# [Textauszug]
=-=-=-=-=

Loveparade-Prozess hat begonnen

Vor dem Duisburger Landgericht begann am letzten Freitag nach mehr als sieben Jahre der Prozess gegen Organisatoren der Loveparade. Am 24. Juli 2010 waren bei der Großveranstaltung in Duisburg 21 junge Menschen umgekommen und weit über 600 zum Teil schwer verletzt worden.

Das Gericht musste in eine Kongresshalle in Düsseldorf verlegt werden, weil in Duisburg kein ausreichend großer Saal zur Verfügung stand, der die über 60 Nebenkläger und ihre 38 Anwälte, die zehn Angeklagten und ihre zwei Dutzend Strafverteidiger sowie die Pressevertreter und Zuschauer hätte fassen können.

Der Prozess wird auch international beachtet. 15 Todesopfer kamen aus Deutschland, zwei aus Spanien und jeweils eines aus Australien, den Niederlanden, Italien und China,.

Angeklagt sind sechs Bedienstete des Duisburger Bauamts, das die Sondergenehmigung für die Veranstaltung erteilte, sowie vier Angestellte des privaten Veranstaltungsunternehmens Lopavent. Sie werden der fahrlässigen Tötung und der fahrlässigen Körperverletzung beschuldigt.

Die vier Hauptverantwortlichen für die Loveparade sitzen dagegen nicht auf der Anklagebank: Rainer Schaller, der Besitzer von Lopavent und der Fitness-Studio-Kette „McFit“; Carsten Walter, der sogenannte Crowd-Manager von Lopavent, der den Zu- und Abgang zum Gelände steuern sollte; der Duisburger Oberbürgermeister Adolf Sauerland (CDU), der inzwischen durch einen Bürgerentscheid abgewählt wurde; und der Ordnungsdezernent Wolfgang Rabe (CDU).

=-=-=-=-=

# [Aufgaben]
a) Gib aus dem Bericht zum Loveparade-Prozess den Abschnitt von „Das Gericht musste“ bis „hätte fassen können.“ wörtlich wieder.
b) Beantworte anhand des Berichts zum Loveparade-Prozess diese Fragen:
(i) Wohin wurde das Gericht verlegt?
(ii) Wie viele Todesopfer kamen aus Spanien?
(iii) Wie viele Angestellte von Lopavent sind angeklagt?
c) Schreib den Bericht zum Loveparade-Prozess im Anschluss an seinen letzten Satz weiter.

# [Datenteil]

=-=-=-=-=

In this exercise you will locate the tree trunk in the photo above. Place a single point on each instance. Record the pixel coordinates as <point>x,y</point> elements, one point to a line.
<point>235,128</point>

=-=-=-=-=

# [Lösungen]
a)
Das Gericht musste in eine Kongresshalle in Düsseldorf verlegt werden, weil in Duisburg kein ausreichend großer Saal zur Verfügung stand, der die über 60 Nebenkläger und ihre 38 Anwälte, die zehn Angeklagten und ihre zwei Dutzend Strafverteidiger sowie die Pressevertreter und Zuschauer hätte fassen können.

b)
(i) In eine Kongresshalle in Düsseldorf.
(ii) Zwei.
(iii) Vier.

c)
Walter und Rabe gehörten zu den ursprünglich 16 Beschuldigten, das Verfahren gegen sie wurde aber eingestellt. Auch in den Reihen der Polizei wird gegen niemanden ermittelt.

Oberbürgermeister Sauerland hatte seine Verwaltung immer wieder gedrängt, die Loveparade 2010 im Rahmen der europäischen Kulturhauptstadt nach Duisburg zu holen und auf dem ehemaligen Güterbahnhof durchzuführen, wo sich dann die Katastrophe ereignete.

Auch die Entscheidung, die Veranstaltung nicht in der gesamten Innenstadt zu erlauben, sondern auf das abgesperrte Gelände zu beschränken, dürfte kaum ohne seine Zustimmung erfolgt sein. Die Einzelhandelsunternehmen in der Duisburger Innenstadt, in der ausreichend Platz für die Loveparade gewesen wäre, sollten geöffnet bleiben, um deren Geschäfte nicht zu beeinträchtigen.

Im Nachhinein überboten sich dann die Verantwortlichen mit immer neuen Schutzbehauptungen und Rechtfertigungen, obwohl es bereits im Vorfeld der Veranstaltung in sozialen Medien und in Kommentarspalten der regionalen Presse zahlreiche Sicherheitswarnungen gegeben hatte. Obwohl die Organisatoren von Anfang an alle Sicherheitsbedenken aus dem Wind geschlagen hatten, bleiben sie bis heute dabei, dass ihr Sicherheitskonzept ausreichend gewesen sei.

Wie konnte es zu der Katastrophe kommen?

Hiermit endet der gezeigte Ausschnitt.